**EXERCISE:** Extract each line of the data and write it out again exactly.
####################
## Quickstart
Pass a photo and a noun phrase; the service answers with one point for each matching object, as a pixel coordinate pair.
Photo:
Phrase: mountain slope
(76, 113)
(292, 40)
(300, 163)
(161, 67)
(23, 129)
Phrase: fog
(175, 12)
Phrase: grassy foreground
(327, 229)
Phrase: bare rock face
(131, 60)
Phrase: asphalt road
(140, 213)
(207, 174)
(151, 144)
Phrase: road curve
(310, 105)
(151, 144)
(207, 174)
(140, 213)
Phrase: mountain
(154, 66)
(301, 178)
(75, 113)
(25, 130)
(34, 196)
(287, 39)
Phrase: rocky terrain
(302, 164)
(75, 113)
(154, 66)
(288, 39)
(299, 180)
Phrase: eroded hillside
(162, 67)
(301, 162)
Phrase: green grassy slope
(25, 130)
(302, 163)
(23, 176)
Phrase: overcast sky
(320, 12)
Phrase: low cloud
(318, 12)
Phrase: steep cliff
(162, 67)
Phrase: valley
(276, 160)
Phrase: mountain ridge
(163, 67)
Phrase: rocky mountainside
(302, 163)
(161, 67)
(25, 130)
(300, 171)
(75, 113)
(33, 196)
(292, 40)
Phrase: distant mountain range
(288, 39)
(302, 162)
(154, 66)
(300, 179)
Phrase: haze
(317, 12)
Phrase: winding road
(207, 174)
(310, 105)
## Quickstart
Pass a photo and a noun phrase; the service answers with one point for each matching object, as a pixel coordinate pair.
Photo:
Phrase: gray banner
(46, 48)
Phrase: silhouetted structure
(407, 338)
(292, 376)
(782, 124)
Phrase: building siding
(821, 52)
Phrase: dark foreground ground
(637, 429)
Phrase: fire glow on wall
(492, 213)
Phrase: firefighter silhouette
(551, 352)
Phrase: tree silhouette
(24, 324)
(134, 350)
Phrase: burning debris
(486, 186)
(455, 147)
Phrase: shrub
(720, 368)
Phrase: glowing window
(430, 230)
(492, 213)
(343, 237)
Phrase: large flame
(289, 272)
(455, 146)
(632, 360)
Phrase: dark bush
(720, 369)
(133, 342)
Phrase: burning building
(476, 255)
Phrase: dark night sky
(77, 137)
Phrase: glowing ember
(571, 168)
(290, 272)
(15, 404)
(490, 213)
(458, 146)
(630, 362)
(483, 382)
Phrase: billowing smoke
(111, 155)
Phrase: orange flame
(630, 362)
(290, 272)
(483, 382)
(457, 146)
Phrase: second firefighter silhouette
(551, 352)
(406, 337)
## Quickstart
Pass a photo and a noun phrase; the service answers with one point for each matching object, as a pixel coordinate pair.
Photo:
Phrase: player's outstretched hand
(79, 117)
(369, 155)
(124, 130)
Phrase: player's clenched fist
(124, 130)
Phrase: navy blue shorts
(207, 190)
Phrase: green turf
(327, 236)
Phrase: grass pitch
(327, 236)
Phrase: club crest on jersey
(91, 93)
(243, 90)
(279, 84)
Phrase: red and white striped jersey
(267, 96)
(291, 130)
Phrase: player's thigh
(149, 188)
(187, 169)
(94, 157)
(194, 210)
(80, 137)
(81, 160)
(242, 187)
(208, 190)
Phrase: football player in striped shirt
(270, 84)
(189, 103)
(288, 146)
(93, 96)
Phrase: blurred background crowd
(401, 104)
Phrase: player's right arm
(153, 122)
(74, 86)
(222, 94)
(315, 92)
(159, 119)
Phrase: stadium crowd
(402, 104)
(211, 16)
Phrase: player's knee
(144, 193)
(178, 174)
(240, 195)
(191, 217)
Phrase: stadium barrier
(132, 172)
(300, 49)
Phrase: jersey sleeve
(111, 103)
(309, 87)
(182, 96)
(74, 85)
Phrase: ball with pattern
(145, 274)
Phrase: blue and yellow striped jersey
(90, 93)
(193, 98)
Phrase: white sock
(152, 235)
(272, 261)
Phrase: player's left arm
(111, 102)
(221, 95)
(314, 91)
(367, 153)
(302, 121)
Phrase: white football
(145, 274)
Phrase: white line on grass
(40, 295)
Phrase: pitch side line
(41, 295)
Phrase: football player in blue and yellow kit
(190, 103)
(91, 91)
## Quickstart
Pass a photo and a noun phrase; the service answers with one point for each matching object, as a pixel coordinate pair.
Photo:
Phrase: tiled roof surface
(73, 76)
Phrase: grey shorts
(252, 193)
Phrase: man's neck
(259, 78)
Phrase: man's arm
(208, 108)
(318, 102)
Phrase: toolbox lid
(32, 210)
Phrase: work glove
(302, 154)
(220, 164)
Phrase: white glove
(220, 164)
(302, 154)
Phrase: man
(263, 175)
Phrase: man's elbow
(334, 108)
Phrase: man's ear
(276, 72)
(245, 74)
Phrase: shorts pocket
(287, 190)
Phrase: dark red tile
####################
**CORRECT RESULT:**
## Quickstart
Pass a photo and a noun phrase; the service answers with one point for each matching object, as a pixel coordinate pair.
Photo:
Phrase: mountain slope
(76, 113)
(292, 40)
(300, 163)
(161, 67)
(23, 129)
Phrase: fog
(175, 12)
Phrase: grassy foreground
(327, 229)
Phrase: bare rock face
(131, 60)
Phrase: asphalt road
(140, 213)
(207, 174)
(151, 144)
Phrase: road curve
(310, 105)
(151, 144)
(207, 174)
(140, 213)
Phrase: mountain
(154, 66)
(301, 178)
(75, 113)
(25, 130)
(34, 196)
(287, 39)
Phrase: rocky terrain
(302, 164)
(75, 113)
(154, 66)
(288, 39)
(299, 180)
Phrase: eroded hillside
(162, 67)
(301, 162)
Phrase: green grassy slope
(25, 130)
(302, 163)
(23, 176)
Phrase: overcast sky
(320, 12)
Phrase: low cloud
(318, 12)
Phrase: steep cliff
(162, 67)
Phrase: valley
(276, 160)
Phrase: mountain ridge
(163, 67)
Phrase: rocky mountainside
(302, 163)
(161, 67)
(25, 130)
(300, 171)
(75, 113)
(33, 196)
(292, 40)
Phrase: distant mountain range
(288, 39)
(302, 162)
(154, 66)
(300, 179)
Phrase: haze
(317, 12)
Phrase: winding road
(207, 174)
(310, 105)
## Quickstart
Pass a photo and a noun phrase; the service answers with one point for each matching object, as a pixel coordinate pair.
Photo:
Phrase: gray banner
(46, 48)
Phrase: silhouetted structure
(407, 338)
(292, 376)
(782, 124)
Phrase: building siding
(821, 52)
Phrase: dark foreground ground
(637, 429)
Phrase: fire glow on wall
(492, 213)
Phrase: firefighter silhouette
(551, 352)
Phrase: tree silhouette
(24, 324)
(134, 350)
Phrase: burning debris
(486, 186)
(455, 147)
Phrase: shrub
(720, 368)
Phrase: glowing window
(430, 230)
(492, 213)
(343, 237)
Phrase: large flame
(289, 272)
(455, 146)
(632, 360)
Phrase: dark bush
(720, 369)
(133, 342)
Phrase: burning building
(476, 255)
Phrase: dark night sky
(77, 137)
Phrase: glowing ember
(571, 168)
(290, 272)
(15, 404)
(490, 213)
(458, 146)
(630, 362)
(483, 382)
Phrase: billowing smoke
(111, 155)
Phrase: orange flame
(630, 362)
(290, 272)
(483, 382)
(457, 146)
Phrase: second firefighter silhouette
(551, 352)
(406, 337)
## Quickstart
Pass a photo and a noun phrase; the service answers with one point for each matching object, as a pixel coordinate pair.
Photo:
Phrase: player's outstretched hand
(79, 117)
(369, 155)
(124, 130)
Phrase: player's clenched fist
(124, 130)
Phrase: navy blue shorts
(207, 190)
Phrase: green turf
(327, 236)
Phrase: grass pitch
(327, 236)
Phrase: club crest on jersey
(91, 93)
(243, 90)
(279, 84)
Phrase: red and white striped jersey
(267, 96)
(291, 130)
Phrase: player's thigh
(149, 188)
(187, 169)
(94, 157)
(194, 210)
(80, 137)
(81, 160)
(242, 187)
(208, 190)
Phrase: football player in striped shirt
(270, 84)
(189, 103)
(288, 146)
(93, 96)
Phrase: blurred background crowd
(401, 104)
Phrase: player's right arm
(153, 122)
(74, 86)
(222, 94)
(315, 92)
(159, 119)
Phrase: stadium crowd
(402, 104)
(211, 16)
Phrase: player's knee
(144, 193)
(178, 174)
(240, 195)
(191, 217)
Phrase: stadium barrier
(132, 172)
(300, 49)
Phrase: jersey sleeve
(111, 103)
(309, 87)
(182, 96)
(74, 85)
Phrase: ball with pattern
(145, 274)
Phrase: blue and yellow striped jersey
(90, 93)
(193, 98)
Phrase: white sock
(152, 235)
(272, 261)
Phrase: player's left arm
(111, 102)
(221, 95)
(314, 91)
(367, 153)
(302, 121)
Phrase: white football
(145, 274)
Phrase: white line on grass
(40, 295)
Phrase: pitch side line
(41, 295)
Phrase: football player in blue and yellow kit
(190, 103)
(91, 91)
## Quickstart
Pass a photo and a noun phrase; the service answers with one point for each matching object, as a pixel coordinate pair.
Photo:
Phrase: tiled roof surface
(73, 76)
Phrase: grey shorts
(252, 193)
Phrase: man's neck
(259, 78)
Phrase: man's arm
(208, 108)
(318, 102)
Phrase: toolbox lid
(32, 210)
Phrase: work glove
(302, 154)
(220, 164)
Phrase: white glove
(220, 164)
(302, 154)
Phrase: man
(263, 175)
Phrase: man's elbow
(334, 108)
Phrase: man's ear
(276, 72)
(245, 74)
Phrase: shorts pocket
(287, 190)
Phrase: dark red tile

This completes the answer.